> Exercise task
Could you copy everything from the start of the items below down to the line containing "xmin=874 ymin=607 xmax=1087 ymax=1008", swapping "black top" for "striped shirt", keeping all else unchanged and returning only those lines?

+++ Information given

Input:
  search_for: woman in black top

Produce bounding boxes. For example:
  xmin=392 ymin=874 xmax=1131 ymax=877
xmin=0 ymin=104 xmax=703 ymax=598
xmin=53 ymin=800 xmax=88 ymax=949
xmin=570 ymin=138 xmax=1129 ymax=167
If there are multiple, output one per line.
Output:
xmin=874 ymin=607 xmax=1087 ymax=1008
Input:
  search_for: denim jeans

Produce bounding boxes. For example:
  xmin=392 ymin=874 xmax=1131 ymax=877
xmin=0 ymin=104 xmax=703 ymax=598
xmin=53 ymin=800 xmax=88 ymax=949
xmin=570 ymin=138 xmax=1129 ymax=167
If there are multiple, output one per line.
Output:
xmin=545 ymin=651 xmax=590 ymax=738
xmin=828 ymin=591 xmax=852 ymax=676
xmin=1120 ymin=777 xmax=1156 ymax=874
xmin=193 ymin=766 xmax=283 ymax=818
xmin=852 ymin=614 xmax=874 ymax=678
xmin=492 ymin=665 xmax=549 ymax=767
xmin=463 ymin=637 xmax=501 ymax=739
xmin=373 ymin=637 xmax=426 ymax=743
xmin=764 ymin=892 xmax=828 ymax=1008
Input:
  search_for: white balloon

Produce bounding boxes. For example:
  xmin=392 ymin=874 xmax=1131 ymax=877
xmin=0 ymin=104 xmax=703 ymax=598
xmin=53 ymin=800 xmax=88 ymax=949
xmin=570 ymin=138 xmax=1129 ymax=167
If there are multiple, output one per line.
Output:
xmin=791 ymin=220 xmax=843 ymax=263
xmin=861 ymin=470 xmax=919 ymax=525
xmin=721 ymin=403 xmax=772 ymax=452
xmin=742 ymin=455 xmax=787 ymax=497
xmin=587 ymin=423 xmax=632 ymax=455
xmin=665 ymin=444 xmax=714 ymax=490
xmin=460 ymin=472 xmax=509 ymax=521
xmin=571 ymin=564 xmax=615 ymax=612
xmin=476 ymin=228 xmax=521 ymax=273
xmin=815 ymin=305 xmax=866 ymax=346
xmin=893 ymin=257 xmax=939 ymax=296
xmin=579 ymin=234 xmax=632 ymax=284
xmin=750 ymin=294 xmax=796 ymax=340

++++++

> Exercise response
Input:
  search_for: woman in striped shirt

Produce bounding boxes. For example:
  xmin=392 ymin=874 xmax=1131 ymax=877
xmin=0 ymin=104 xmax=703 ymax=598
xmin=53 ymin=800 xmax=88 ymax=949
xmin=570 ymin=138 xmax=1129 ymax=167
If there are multiple, output one per line.
Output:
xmin=874 ymin=607 xmax=1087 ymax=1008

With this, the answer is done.